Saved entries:

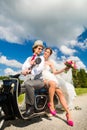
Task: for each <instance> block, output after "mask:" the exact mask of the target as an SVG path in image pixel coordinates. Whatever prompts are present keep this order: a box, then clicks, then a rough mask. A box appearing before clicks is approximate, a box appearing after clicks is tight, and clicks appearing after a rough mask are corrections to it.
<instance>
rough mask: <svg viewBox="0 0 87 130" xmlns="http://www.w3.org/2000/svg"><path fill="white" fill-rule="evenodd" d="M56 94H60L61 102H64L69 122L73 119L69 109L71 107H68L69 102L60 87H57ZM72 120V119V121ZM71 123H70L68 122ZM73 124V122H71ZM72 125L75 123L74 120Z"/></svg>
mask: <svg viewBox="0 0 87 130" xmlns="http://www.w3.org/2000/svg"><path fill="white" fill-rule="evenodd" d="M56 94H57V95H58V97H59V100H60V103H61V104H62V106H63V108H64V109H65V111H66V118H67V122H69V121H71V114H70V111H69V108H68V105H67V102H66V100H65V97H64V95H63V93H62V91H61V90H60V89H58V88H56ZM71 122H72V121H71ZM68 124H69V123H68ZM69 125H71V124H69ZM72 125H73V122H72Z"/></svg>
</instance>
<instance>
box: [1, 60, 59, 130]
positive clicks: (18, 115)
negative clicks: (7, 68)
mask: <svg viewBox="0 0 87 130" xmlns="http://www.w3.org/2000/svg"><path fill="white" fill-rule="evenodd" d="M38 61H39V62H40V60H38ZM20 75H21V73H19V74H16V75H11V76H9V77H8V78H7V79H4V80H3V81H2V82H3V85H1V87H0V129H1V128H2V127H3V124H4V122H5V121H6V120H11V119H12V120H13V119H14V120H15V119H17V118H19V119H23V120H29V119H31V118H34V117H37V116H41V115H45V114H46V112H47V110H48V107H47V103H48V90H47V89H46V88H45V87H43V88H41V89H37V90H35V104H34V113H33V114H32V115H31V116H28V117H26V118H25V117H24V116H23V114H24V113H25V111H26V105H25V93H21V91H22V87H21V82H20V78H19V77H20ZM54 100H55V105H56V104H58V97H57V96H56V95H55V96H54Z"/></svg>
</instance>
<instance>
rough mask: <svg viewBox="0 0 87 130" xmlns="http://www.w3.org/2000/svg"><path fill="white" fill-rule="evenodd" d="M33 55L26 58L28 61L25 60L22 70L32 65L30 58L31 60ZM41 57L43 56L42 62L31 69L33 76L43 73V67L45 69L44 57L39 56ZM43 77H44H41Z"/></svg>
mask: <svg viewBox="0 0 87 130" xmlns="http://www.w3.org/2000/svg"><path fill="white" fill-rule="evenodd" d="M31 58H32V57H28V58H27V59H26V61H25V62H24V64H23V66H22V70H25V69H27V68H30V67H31V64H30V60H31ZM36 58H37V56H36V57H35V59H36ZM39 58H41V63H40V64H38V65H35V66H34V67H33V68H32V71H31V75H32V76H33V77H35V76H37V75H39V74H40V73H42V71H43V69H44V64H45V62H44V57H43V56H39ZM40 78H42V77H40Z"/></svg>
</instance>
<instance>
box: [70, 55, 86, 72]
mask: <svg viewBox="0 0 87 130" xmlns="http://www.w3.org/2000/svg"><path fill="white" fill-rule="evenodd" d="M68 59H71V60H74V61H75V62H76V66H77V68H78V69H85V70H86V69H87V68H86V66H85V65H84V63H83V62H82V61H81V60H80V58H79V57H77V56H70V57H68Z"/></svg>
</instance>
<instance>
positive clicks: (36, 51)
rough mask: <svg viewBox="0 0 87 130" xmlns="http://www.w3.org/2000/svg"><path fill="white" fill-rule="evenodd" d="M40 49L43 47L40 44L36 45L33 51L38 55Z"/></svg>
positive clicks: (41, 49)
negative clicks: (37, 45)
mask: <svg viewBox="0 0 87 130" xmlns="http://www.w3.org/2000/svg"><path fill="white" fill-rule="evenodd" d="M42 50H43V47H42V46H37V48H35V53H36V54H37V55H40V54H41V52H42Z"/></svg>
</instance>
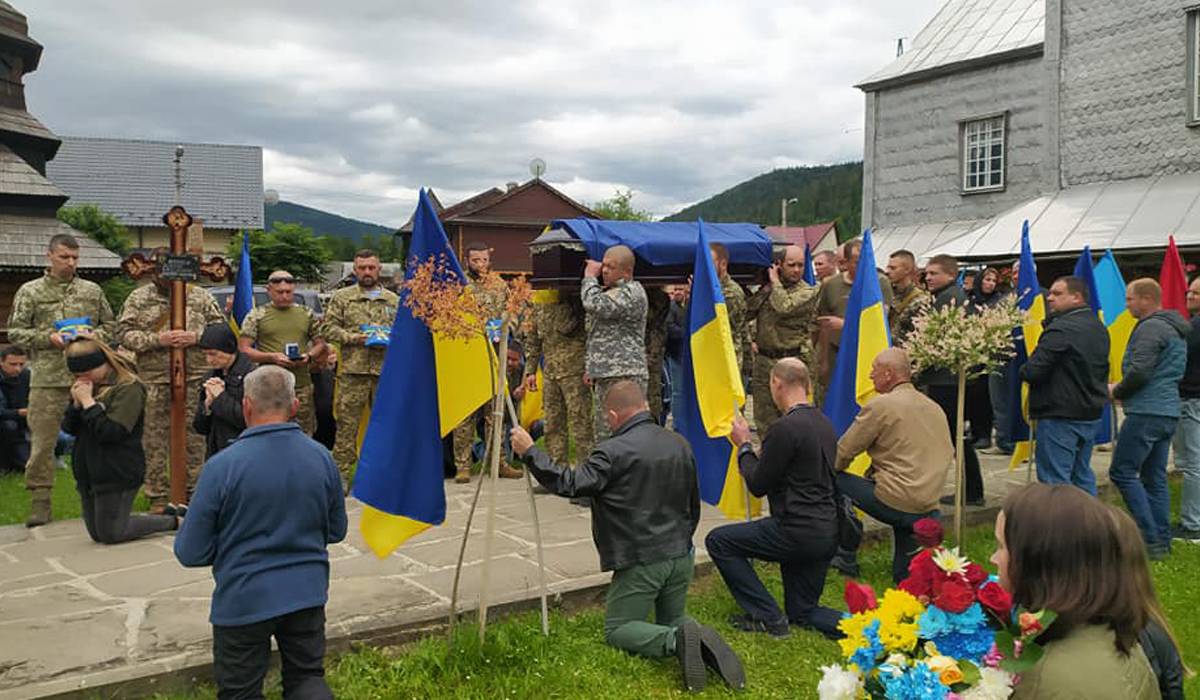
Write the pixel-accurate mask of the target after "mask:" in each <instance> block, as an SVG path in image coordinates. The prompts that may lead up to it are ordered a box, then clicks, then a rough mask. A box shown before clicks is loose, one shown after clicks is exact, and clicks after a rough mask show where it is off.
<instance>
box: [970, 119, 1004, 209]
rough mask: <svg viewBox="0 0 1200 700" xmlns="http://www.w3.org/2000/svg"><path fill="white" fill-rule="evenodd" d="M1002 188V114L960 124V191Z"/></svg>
mask: <svg viewBox="0 0 1200 700" xmlns="http://www.w3.org/2000/svg"><path fill="white" fill-rule="evenodd" d="M1003 186H1004V115H1003V114H1001V115H998V116H989V118H986V119H976V120H973V121H965V122H962V191H964V192H979V191H982V190H998V189H1001V187H1003Z"/></svg>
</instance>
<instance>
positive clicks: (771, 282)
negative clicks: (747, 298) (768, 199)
mask: <svg viewBox="0 0 1200 700" xmlns="http://www.w3.org/2000/svg"><path fill="white" fill-rule="evenodd" d="M767 279H768V283H766V285H763V286H762V287H760V288H758V291H757V292H755V293H754V295H752V297H750V300H749V301H748V303H746V315H748V317H749V318H752V319H754V321H755V347H756V351H757V352H756V354H755V358H754V370H752V375H751V387H752V396H754V420H755V427H756V429H757V430H758V437H760V438H761V437H762V436H764V435H767V429H769V427H770V426H772V424H774V423H775V421H776V420H779V417H780V412H779V408H776V407H775V402H774V400H773V399H772V397H770V371H772V369H774V366H775V363H778V361H779V360H781V359H784V358H799V360H800V361H803V363H804V364H809V363H810V361H811V359H812V340H811V334H812V324H814V322H815V319H816V297H817V288H816V287H814V286H811V285H809V283H806V282H805V281H804V249H803V247H800V246H798V245H791V246H787V251H786V252H785V255H784V259H782V262H781V263H779V264H775V265H772V267H770V268H768V269H767Z"/></svg>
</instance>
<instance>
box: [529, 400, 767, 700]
mask: <svg viewBox="0 0 1200 700" xmlns="http://www.w3.org/2000/svg"><path fill="white" fill-rule="evenodd" d="M604 411H605V420H606V421H607V423H608V427H610V429H611V430H612V437H610V438H608V439H605V441H602V442H601V443H600V444H598V445H596V447H595V449H593V451H592V454H590V455H589V456H588V459H587V461H584V462H583V463H582V465H581V466H580V467H578V468H574V469H572V468H570V467H564V466H562V465H556V463H554V462H553V461H552V460H551V459H550V455H547V454H546V453H545V451H544V450H542V449H540V448H538V447H535V445H534V444H533V438H532V437H529V433H528V432H526V431H524V430H522V429H521V427H514V429H512V432H511V437H512V449H514V451H515V453H516V454H518V455H521V457H522V459H523V461H524V463H526V466H527V467H528V468H529V471H530V473H532V474H533V475H534V477H535V478H536V479H538V481H539V483H541V485H542V486H545V487H546V489H547V490H548V491H551V492H553V493H557V495H559V496H565V497H569V498H575V497H581V496H582V497H589V498H592V538H593V540H594V542H595V545H596V550H598V551H599V554H600V568H601V569H602V570H605V572H612V584H611V585H610V586H608V597H607V602H606V608H605V641H606V642H607V644H610V645H612V646H614V647H617V648H622V650H625V651H628V652H631V653H635V654H640V656H646V657H667V656H671V654H676V656H677V657H678V658H679V663H680V665H682V670H683V677H684V684H685V686H686V688H688V689H689V690H698V689H701V688H703V687H704V682H706V669H704V666H706V665H709V666H713V669H714V670H716V671H718V672H719V674H720V675H721V677H722V678H725V681H726V682H727V683H730V684H731V686H732V687H734V688H742V687H744V686H745V672H744V671H743V669H742V663H740V662H739V660H738V658H737V654H734V653H733V651H732V650H731V648H730V647H728V646H727V645H726V644H725V642H724V641H722V640H721V638H720V636H719V635H718V634H716V632H715V630H713V629H712V628H708V627H704V626H701V624H698V623H697V622H696V621H694V620H691V618H689V617H686V615H685V614H684V609H685V604H686V599H688V585H689V584H690V582H691V575H692V561H694V557H695V549H694V548H692V543H691V538H692V536H694V534H695V532H696V526H697V523H698V522H700V490H698V486H697V481H696V462H695V459H694V457H692V454H691V448H690V447H688V443H686V442H685V441H684V439H683V437H680V436H679V435H677V433H674V432H671V431H668V430H666V429H665V427H661V426H660V425H658V424H656V423H654V419H653V417H652V415H650V412H649V407H648V406H647V403H646V395H644V394H643V393H642V389H641V388H640V387H638V385H637V384H636V383H634V382H628V381H623V382H617V383H616V384H613V385H612V388H610V389H608V394H607V396H606V397H605V406H604ZM652 610H653V611H654V616H655V622H654V623H649V622H647V621H646V620H647V617H649V614H650V611H652Z"/></svg>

BRIEF:
Return the lines above from the one with "49L43 47L40 44L36" through the one with "box: [970, 119, 1004, 209]", verbatim and nothing else. Omit every picture.

YOUR RESPONSE:
rough mask: <svg viewBox="0 0 87 130" xmlns="http://www.w3.org/2000/svg"><path fill="white" fill-rule="evenodd" d="M40 49L43 47L40 44L36 45L33 51L38 55Z"/></svg>
positive clicks: (41, 49)
negative clicks: (37, 45)
mask: <svg viewBox="0 0 87 130" xmlns="http://www.w3.org/2000/svg"><path fill="white" fill-rule="evenodd" d="M42 50H43V47H42V46H37V48H35V53H36V54H37V55H40V54H41V52H42Z"/></svg>
</instance>
Write the pixel-accurate mask of the target after "mask:" in each <instance> block, as an SVG path in image coordinates. The prompts that may lead up to it are ordered a box, then clicks, then a rough mask. A box shown before clicks is loose, one shown after clicks is exact, and clicks after a rough mask show where it is off.
<instance>
box: [970, 119, 1004, 209]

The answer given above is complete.